* WHAT IS NEEDED:
Copy all the entries below word for word, leaving out any pictures.

* RECORD EXTRACTS:

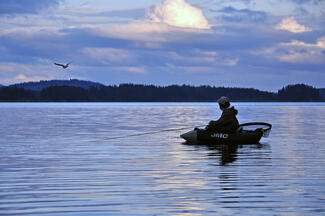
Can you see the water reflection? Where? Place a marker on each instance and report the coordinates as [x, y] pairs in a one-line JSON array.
[[225, 153], [56, 160]]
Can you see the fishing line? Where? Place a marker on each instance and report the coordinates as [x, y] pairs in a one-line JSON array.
[[152, 132]]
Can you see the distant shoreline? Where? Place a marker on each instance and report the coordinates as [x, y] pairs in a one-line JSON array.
[[87, 91]]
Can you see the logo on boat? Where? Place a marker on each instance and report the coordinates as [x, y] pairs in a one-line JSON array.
[[220, 135]]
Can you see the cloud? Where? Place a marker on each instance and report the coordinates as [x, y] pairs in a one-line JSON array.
[[298, 52], [180, 14], [25, 6], [291, 25], [242, 15], [110, 55]]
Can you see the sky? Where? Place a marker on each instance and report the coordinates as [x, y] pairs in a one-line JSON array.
[[263, 44]]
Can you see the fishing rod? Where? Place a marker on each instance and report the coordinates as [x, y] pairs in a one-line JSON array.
[[153, 132]]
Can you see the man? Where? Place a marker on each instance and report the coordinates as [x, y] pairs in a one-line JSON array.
[[228, 122]]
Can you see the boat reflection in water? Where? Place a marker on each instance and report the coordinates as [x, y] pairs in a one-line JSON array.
[[227, 153]]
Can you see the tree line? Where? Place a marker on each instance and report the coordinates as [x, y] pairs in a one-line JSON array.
[[151, 93]]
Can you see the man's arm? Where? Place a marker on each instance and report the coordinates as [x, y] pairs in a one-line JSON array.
[[222, 121]]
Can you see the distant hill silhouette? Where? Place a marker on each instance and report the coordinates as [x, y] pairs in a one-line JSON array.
[[86, 91], [39, 86]]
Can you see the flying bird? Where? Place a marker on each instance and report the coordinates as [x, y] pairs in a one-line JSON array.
[[62, 65]]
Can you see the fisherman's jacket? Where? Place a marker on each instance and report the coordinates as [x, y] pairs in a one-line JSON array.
[[227, 123]]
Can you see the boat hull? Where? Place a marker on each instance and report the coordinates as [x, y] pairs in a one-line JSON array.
[[202, 136]]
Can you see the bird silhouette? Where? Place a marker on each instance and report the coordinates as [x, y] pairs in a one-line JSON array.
[[62, 65]]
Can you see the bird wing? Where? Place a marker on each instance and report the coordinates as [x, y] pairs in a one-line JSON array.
[[59, 64]]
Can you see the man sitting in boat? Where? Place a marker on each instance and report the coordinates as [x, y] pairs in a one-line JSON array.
[[228, 122]]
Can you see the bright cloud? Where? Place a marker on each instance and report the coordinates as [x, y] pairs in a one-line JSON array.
[[298, 52], [110, 55], [179, 13], [291, 25]]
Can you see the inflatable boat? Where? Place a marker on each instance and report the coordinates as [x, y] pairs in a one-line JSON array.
[[248, 133]]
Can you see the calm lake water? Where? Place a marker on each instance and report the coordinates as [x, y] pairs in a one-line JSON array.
[[58, 159]]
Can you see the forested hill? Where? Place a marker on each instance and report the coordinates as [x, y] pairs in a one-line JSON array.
[[96, 92], [39, 86]]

* REPLY TO THE TASK:
Can you see the water reflection? Where? Place a marker on each instance and report the coordinates as [x, y] pairs in a one-line JSON array.
[[225, 153], [56, 160]]
Can you see the fishing line? Where? Place a marker on each instance and report the coordinates as [x, y] pairs in a one-line JSON array.
[[152, 132]]
Can you see the distant shoreline? Where? Place a marker on each instance and report the coordinates as [x, y] pairs in a one-line JSON array.
[[87, 91]]
Can you see the logo on boat? Where? Place a marker on each instance and report the coordinates as [x, y] pairs in a one-line JSON array.
[[220, 135]]
Can you see the cloud? Where? Place a marker on each instance and report the coordinates as [x, y] pairs in a one-line JSON array.
[[298, 52], [180, 14], [25, 6], [291, 25], [242, 15], [110, 55]]
Can you see the sky? Where? Place a marker on each instance and report the coordinates as [x, y] pairs in a one-line JSON array.
[[263, 44]]
Can you see the fishing rod? Where? Place a marker on each instance and report the coordinates as [x, y] pairs in a one-line JSON array.
[[153, 132]]
Can you see the man? Where? Place a marker on each instance and report the coordinates as [x, y] pairs in a one-line JSON array.
[[228, 122]]
Can you see the boat reflection in water? Where? Place a marker on each instance and report the coordinates as [x, y] pairs in a one-line JSON array.
[[227, 153]]
Can you see the tree line? Where? Place a marker on each instance and report the coordinates as [x, y] pairs in a one-line JSON array.
[[151, 93]]
Can you see the man's arm? Where? Place a marker on each instance and report the coordinates as [x, y] pairs in a one-line JSON array.
[[222, 121]]
Can you see the distant hill silhouette? Where? Place a marker on each instance and report the coordinates as [x, y] pairs in a one-line JSON array.
[[86, 91], [39, 86]]
Can you see the flying bird? Where? Place a marker on each instance and report the coordinates as [x, y] pairs in a one-line JSON array.
[[62, 65]]
Can you see the fisherman's jacket? Where? Place a marker on each instance and report the coordinates as [x, y] pairs in a one-line JSON array.
[[227, 123]]
Can you see the boat hull? Where? Place a marker on each instance and report the coordinates as [x, y] pairs in a one-line JSON array.
[[202, 136]]
Can you see the bird silhouette? Where? Place a marker on each instance and report the coordinates as [x, y] pairs in a one-line JSON array.
[[62, 65]]
Can you see the bird wing? Where? Place a marker on each instance and report the coordinates as [x, y] pairs in a one-line JSON array.
[[59, 64]]
Can you see the man sitting in boat? Where? Place a marker on each instance and report the coordinates as [x, y] pairs in a one-line JSON array.
[[228, 122]]
Can you see the bright cloud? Where? Place a marker on each instance and report the coordinates as [x, y] pairs in a one-line JSON array.
[[298, 52], [110, 55], [179, 13], [291, 25]]
Can you see the inflatable boat? Where? Place a marker on each instance and report the coordinates as [x, y] pairs in a one-line JSON array.
[[248, 133]]
Can you see the calm lake water? Where? Place a marker on each instance and report the coordinates as [x, y] pairs in a one-line JSON array.
[[58, 159]]
Can you see the forested hill? Where? Place a marker on each instance and report the coordinates as [x, y] pairs in a one-line JSON array.
[[96, 92], [39, 86]]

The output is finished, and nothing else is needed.